>> BEGIN Records supplied

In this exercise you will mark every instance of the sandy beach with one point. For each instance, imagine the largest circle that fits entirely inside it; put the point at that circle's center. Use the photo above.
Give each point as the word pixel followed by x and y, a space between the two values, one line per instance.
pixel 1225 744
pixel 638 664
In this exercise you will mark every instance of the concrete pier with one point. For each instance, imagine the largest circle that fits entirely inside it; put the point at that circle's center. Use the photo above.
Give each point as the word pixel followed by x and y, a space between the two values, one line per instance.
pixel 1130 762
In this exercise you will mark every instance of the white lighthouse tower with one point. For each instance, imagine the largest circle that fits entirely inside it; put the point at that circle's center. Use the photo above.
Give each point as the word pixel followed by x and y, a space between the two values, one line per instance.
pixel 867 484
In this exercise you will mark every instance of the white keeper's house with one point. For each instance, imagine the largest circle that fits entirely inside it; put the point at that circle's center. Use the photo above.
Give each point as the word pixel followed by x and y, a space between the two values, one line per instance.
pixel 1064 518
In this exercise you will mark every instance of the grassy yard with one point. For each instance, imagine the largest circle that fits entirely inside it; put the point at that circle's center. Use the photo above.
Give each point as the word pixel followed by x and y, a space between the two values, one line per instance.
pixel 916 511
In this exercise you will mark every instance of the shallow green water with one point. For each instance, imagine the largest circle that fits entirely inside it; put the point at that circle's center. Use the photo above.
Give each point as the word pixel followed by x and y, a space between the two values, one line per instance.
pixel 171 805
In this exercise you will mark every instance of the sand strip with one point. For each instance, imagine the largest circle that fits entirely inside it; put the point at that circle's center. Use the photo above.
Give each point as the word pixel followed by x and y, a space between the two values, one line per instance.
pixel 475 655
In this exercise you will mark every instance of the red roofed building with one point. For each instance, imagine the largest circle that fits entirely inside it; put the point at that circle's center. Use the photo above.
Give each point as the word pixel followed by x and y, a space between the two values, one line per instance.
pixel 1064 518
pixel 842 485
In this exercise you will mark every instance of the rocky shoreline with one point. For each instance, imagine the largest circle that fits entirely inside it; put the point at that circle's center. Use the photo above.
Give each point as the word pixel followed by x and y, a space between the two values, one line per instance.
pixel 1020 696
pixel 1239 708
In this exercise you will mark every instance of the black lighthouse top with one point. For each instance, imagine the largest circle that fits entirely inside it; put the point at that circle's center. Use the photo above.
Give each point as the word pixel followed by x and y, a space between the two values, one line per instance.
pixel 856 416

>> END Records supplied

- _Your task_
Format all of the entries above as a two-column CSV with the header instruction,answer and one row per entry. Put each entry's text and its answer in a single quoted field, replacing line breaks with spaces.

- _Final answer_
instruction,answer
"In this exercise you will mark every instance of the sandy beach with one point. For each instance, imagine the largest circle that fits entirely inside it; put the point at that circle's center. Use the photo above. Give each point as the word pixel followed by x and y, a space between the two values, one line per instance.","pixel 1225 744 pixel 638 664"
"In this exercise you will mark every instance of the concrete pier with one point. For each instance, imagine the largest circle that fits entirely inside it; put the point at that circle's center. Use the photo above. Give each point as the word pixel followed by x and y, a space between the two values, one line per instance.","pixel 1130 762"
"In this exercise you will mark every instance of the white lighthouse tower with one point. For each instance, imagine the largest circle that fits entirely inside it; put the point at that circle's center. Use the photo above. Give each point as the word pixel followed by x and y, a space between the two values, one line per instance.","pixel 867 484"
"In this exercise you will mark every instance of the white keeper's house with one point. For each instance, imagine the largest circle that fits entirely inside it; put the point at that circle's center. Use the photo above. Give each point as the word pixel followed by x and y, a space between the two values, one line per instance.","pixel 1064 518"
"In this exercise you will mark every instance of the grassy yard with one point. For each instance, imagine the largest circle that fits entirely inside it; put the point at that circle's center. Use the photo above. Give each point as the word pixel followed by x and y, a space between the two values, one line per instance.","pixel 916 511"
"In this exercise you will mark every instance of the shallow green water with one point. For each instance, imagine the largest circle that fits entirely inside it; put the point at that circle's center. Use the photo above. Give each point as the word pixel followed by x and y, a space between the two values, one line per instance.","pixel 171 805"
"In this exercise you will mark every instance of the sand strip with one point. For each instance, imagine the largest circle that fits entirely inside it; put the point at that circle's center. Use the photo above. Give each point as the word pixel followed by x and y, a space between the two values, one line per instance.","pixel 475 655"
"In this exercise you will mark every instance of the red roofed building with one point. For each instance, imagine the largest circle that fits entirely inside it; put the point at that circle's center. Use the photo above. Give each point as the word pixel followed by x and y, a space between the two values, one line per instance.","pixel 1064 518 pixel 842 485"
"In this exercise you will mark every instance of the rocky shoreline with one point. For each instance, imagine the largest circle that fits entirely inside it; put the point at that circle's center. Use the photo above. Give each point as the word pixel followed by x and y, a space between the two values, one line per instance.","pixel 1020 696 pixel 1239 708"
"In this exercise you will mark every instance of the black lighthouse top with one point. For each instance, imagine the largest circle that fits entirely inside it; put the point at that circle's center. Use the photo above. Give each point as the word pixel followed by x and y, a space between the two values, one line per instance.","pixel 856 416"